**What you are asked to do:** When you reach the line containing "box: [0, 208, 600, 395]" in the entries below, start writing out each line exactly, and stop after the line containing "213L28 354L249 328L319".

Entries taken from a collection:
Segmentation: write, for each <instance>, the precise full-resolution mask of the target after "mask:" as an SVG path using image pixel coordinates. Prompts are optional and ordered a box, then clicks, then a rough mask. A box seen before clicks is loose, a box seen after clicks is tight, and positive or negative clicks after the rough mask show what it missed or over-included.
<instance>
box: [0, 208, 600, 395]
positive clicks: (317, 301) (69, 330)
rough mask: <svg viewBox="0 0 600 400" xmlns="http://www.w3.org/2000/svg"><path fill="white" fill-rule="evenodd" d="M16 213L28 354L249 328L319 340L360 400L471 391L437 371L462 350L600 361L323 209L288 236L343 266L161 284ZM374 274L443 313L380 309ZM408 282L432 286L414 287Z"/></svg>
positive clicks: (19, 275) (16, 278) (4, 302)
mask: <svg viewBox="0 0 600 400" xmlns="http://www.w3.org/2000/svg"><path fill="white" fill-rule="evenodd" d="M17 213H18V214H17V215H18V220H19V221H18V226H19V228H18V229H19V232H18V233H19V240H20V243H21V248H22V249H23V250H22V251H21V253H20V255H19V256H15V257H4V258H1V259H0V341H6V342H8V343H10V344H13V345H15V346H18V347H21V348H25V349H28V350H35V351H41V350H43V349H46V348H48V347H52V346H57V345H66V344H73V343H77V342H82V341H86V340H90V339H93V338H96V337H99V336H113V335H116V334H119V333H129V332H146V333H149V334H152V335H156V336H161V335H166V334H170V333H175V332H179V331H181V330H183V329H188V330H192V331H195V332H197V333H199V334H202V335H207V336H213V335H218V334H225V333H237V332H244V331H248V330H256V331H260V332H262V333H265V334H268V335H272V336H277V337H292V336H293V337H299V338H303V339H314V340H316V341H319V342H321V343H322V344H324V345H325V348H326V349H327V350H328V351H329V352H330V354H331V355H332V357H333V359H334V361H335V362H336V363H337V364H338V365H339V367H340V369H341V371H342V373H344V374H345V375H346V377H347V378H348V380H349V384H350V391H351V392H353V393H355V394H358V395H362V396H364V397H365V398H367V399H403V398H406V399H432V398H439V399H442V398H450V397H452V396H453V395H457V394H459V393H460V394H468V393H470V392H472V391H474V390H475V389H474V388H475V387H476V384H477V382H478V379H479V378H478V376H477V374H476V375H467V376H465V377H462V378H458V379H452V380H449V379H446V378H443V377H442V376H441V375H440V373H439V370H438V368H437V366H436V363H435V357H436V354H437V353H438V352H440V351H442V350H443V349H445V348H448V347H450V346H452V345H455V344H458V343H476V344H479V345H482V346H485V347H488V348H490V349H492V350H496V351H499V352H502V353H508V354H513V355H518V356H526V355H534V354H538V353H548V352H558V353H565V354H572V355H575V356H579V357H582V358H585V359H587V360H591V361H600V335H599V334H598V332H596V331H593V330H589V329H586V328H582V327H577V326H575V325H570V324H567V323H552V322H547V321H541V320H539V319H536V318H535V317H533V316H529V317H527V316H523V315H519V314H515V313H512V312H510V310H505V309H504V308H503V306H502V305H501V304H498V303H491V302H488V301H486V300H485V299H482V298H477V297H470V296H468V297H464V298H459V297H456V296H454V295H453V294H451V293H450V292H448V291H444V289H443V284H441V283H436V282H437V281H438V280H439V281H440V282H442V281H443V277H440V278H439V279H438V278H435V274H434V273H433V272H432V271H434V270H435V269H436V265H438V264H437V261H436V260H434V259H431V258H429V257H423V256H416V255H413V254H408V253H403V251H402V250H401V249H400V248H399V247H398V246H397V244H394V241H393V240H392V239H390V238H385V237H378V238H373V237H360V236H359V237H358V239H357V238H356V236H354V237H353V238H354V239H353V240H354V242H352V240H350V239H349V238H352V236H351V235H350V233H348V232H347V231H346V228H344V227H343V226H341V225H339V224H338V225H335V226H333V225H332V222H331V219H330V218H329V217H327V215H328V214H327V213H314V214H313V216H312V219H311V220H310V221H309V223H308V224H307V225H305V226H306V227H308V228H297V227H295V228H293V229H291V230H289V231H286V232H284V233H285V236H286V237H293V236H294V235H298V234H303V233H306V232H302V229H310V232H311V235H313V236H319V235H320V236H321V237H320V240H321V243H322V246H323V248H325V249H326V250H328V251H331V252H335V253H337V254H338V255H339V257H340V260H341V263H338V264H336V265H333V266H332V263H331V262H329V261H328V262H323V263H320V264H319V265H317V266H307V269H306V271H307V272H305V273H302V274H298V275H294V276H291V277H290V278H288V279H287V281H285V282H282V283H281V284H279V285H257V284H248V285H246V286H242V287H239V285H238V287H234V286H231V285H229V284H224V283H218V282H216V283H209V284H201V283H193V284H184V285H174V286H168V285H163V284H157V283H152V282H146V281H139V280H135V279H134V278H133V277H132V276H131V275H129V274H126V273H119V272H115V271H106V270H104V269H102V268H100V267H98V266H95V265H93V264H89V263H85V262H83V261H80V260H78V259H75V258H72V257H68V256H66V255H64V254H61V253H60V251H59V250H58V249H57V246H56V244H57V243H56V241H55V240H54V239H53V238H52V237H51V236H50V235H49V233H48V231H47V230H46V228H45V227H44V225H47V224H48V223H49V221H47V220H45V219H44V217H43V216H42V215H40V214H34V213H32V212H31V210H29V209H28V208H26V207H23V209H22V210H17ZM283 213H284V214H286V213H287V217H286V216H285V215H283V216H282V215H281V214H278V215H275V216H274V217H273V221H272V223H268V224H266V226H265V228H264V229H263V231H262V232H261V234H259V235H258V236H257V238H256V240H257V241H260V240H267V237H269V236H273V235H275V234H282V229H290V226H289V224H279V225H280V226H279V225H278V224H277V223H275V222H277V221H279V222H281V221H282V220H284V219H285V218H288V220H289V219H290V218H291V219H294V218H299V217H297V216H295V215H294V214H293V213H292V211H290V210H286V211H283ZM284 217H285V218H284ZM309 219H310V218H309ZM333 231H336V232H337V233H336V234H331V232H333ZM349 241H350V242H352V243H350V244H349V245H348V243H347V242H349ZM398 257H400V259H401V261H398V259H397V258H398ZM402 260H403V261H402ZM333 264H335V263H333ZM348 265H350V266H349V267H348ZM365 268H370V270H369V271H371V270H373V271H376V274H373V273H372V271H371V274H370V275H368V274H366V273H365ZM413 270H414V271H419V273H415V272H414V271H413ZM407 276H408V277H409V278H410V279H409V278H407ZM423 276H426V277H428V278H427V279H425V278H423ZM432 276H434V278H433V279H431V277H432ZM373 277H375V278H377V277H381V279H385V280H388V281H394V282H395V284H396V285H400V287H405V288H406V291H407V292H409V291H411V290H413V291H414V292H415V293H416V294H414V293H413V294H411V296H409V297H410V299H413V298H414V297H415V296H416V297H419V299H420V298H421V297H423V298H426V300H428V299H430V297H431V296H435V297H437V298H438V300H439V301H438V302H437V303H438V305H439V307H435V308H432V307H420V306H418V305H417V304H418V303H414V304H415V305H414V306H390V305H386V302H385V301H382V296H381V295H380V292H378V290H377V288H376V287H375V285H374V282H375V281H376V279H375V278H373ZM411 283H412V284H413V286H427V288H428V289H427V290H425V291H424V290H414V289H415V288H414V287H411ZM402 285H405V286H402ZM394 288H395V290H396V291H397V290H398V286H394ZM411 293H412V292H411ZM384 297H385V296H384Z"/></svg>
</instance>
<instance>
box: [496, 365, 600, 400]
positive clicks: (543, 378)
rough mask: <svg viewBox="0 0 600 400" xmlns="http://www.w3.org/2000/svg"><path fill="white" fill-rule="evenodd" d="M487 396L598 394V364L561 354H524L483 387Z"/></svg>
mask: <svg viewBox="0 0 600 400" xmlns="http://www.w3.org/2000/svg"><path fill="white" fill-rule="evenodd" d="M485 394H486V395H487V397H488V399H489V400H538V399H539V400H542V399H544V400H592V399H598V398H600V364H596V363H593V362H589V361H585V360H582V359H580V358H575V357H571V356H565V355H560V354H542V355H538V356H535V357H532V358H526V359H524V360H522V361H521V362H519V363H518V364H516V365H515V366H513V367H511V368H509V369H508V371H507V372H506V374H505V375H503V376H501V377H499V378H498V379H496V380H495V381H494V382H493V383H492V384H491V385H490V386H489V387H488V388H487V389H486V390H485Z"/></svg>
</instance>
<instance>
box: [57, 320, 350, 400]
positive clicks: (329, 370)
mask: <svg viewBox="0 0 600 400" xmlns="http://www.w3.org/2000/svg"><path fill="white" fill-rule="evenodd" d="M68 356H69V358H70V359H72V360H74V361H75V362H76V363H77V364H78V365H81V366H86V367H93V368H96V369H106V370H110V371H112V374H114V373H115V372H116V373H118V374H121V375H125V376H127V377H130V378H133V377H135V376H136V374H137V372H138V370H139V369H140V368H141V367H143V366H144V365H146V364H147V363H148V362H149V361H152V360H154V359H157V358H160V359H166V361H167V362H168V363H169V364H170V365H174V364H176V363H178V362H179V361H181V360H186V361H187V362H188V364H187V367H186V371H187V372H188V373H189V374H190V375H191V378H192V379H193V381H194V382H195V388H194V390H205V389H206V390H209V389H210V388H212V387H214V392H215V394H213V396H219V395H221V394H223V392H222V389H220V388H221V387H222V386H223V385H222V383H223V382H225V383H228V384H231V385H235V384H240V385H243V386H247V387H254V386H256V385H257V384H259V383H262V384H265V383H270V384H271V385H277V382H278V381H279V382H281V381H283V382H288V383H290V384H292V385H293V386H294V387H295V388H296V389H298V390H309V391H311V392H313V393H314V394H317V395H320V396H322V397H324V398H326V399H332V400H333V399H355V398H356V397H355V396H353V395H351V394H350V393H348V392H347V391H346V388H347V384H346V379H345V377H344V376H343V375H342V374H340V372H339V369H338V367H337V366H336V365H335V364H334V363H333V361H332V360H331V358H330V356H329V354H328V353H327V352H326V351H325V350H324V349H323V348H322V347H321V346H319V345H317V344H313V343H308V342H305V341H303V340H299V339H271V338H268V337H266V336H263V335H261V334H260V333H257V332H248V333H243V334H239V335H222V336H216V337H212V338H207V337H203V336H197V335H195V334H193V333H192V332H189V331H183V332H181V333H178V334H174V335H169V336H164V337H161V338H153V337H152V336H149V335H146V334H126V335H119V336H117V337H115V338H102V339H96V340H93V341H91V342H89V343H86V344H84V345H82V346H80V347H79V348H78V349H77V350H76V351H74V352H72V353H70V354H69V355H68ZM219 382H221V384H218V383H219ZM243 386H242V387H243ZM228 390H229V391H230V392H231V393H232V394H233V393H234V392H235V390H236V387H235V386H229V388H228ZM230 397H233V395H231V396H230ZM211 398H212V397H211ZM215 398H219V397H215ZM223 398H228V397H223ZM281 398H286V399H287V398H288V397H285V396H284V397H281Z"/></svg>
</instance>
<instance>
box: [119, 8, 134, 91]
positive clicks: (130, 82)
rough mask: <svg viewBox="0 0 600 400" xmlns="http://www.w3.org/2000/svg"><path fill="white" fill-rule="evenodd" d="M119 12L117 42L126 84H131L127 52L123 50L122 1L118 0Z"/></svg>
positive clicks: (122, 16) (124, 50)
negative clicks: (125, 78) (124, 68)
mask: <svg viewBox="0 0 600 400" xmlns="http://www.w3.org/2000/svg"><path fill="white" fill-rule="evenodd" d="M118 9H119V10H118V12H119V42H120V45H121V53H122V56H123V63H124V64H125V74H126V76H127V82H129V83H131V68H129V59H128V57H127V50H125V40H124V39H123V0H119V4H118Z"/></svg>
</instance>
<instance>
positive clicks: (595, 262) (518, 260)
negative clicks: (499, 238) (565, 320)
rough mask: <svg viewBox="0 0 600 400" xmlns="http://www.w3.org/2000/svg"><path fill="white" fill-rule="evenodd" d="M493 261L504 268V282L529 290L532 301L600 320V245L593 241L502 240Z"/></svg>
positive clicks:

**Task answer:**
box: [0, 208, 600, 395]
positive clicks: (317, 301) (69, 330)
rough mask: <svg viewBox="0 0 600 400" xmlns="http://www.w3.org/2000/svg"><path fill="white" fill-rule="evenodd" d="M16 213L28 354L249 328L319 340L360 400L471 391L437 371L462 350L600 361L323 209L288 236L343 266L161 284ZM374 274L443 313L380 309ZM408 282L432 286L414 287Z"/></svg>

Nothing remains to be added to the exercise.